Travail à faire:
• A. Répondez brièvement à ces questions sur l'extrait consacré à l'adhésion de la Turquie, en reprenant les repères (i), (ii), (iii).
(i) À quelle date le sommet des chefs d'État et de gouvernement doit-il se réunir ?
(ii) Quel sommet a adopté en décembre 2002 le principe de l'adhésion de la Turquie ?
(iii) Sur quel traité portait le référendum de 1992 ?
• B. Relevez tous les noms de pays et de villes cités dans l'extrait consacré à l'adhésion de la Turquie.
• C. Poursuivez l'extrait consacré à l'adhésion de la Turquie en partant de sa dernière phrase.

Le 17 décembre prochain, en effet, un sommet des chefs d'État et de gouvernement doit décider de l'ouverture de négociations avec la Turquie ; la Commission de Bruxelles vient d'émettre ces jours-ci un avis favorable. Depuis qu'en décembre 2002 le sommet de Copenhague a adopté le principe de l'adhésion de la Turquie à l'Union (sous la pression des Américains) un engrenage s'est mis en marche et conduit inexorablement à l'adhésion de la Turquie. Sauf si un coup d'arrêt était donné maintenant. L'opinion publique est très largement hostile au projet. M. Chirac – il l'a encore souligné jeudi – y est pour sa part favorable. Avec lui le processus continuera à se développer. D'ores et déjà, il est quasiment irréversible.

La Turquie et nous

Il restera à voter "non" au référendum sur la constitution européenne. Si celle-ci est rejetée, le projet d'adhésion de la Turquie sera remis en cause. Il y aura donc deux référendums en un à l'automne 2005. M. Chirac tente de découpler la question turque de la constitution européenne. Il a toutes chances d'échouer. Les Français, si peu consultés sur la "construction européenne" depuis trente ans (un seul référendum – sur le traité de Maëstricht – en 1992), saisiront l'occasion pour donner globalement leur avis sur les deux sujets. Ce devrait être un non.... "franc et massif" !

Lignes de données:

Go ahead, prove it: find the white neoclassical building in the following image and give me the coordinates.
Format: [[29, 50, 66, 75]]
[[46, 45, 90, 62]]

Les réponses:
• A.
(i) Le 17 décembre.
(ii) Le sommet de Copenhague.
(iii) Le traité de Maëstricht.

• B. Turquie, Bruxelles, Copenhague, Maëstricht

• C.
On peut parfaitement concevoir des relations politiques, économiques, culturelles privilégiées entre la Turquie et les pays européens, mais non que celle-ci entre dans une Europe intégrée comme celle qui est aujourd'hui projetée. On amuse le tapis en faisant dépendre l'entrée de la Turquie de son plus ou moins grand respect de la "démocratie" et des "Droits de l'Homme". La géographie, l'histoire, les mœurs, empêchent la Turquie d'entrer dans l'Europe. On aurait mieux fait de le lui signifier dès le début au lieu d'entretenir ses dirigeants dans de faux espoirs. L'arrivée d'une Turquie de 80 millions d'habitants déséquilibrerait complètement l'Union européenne.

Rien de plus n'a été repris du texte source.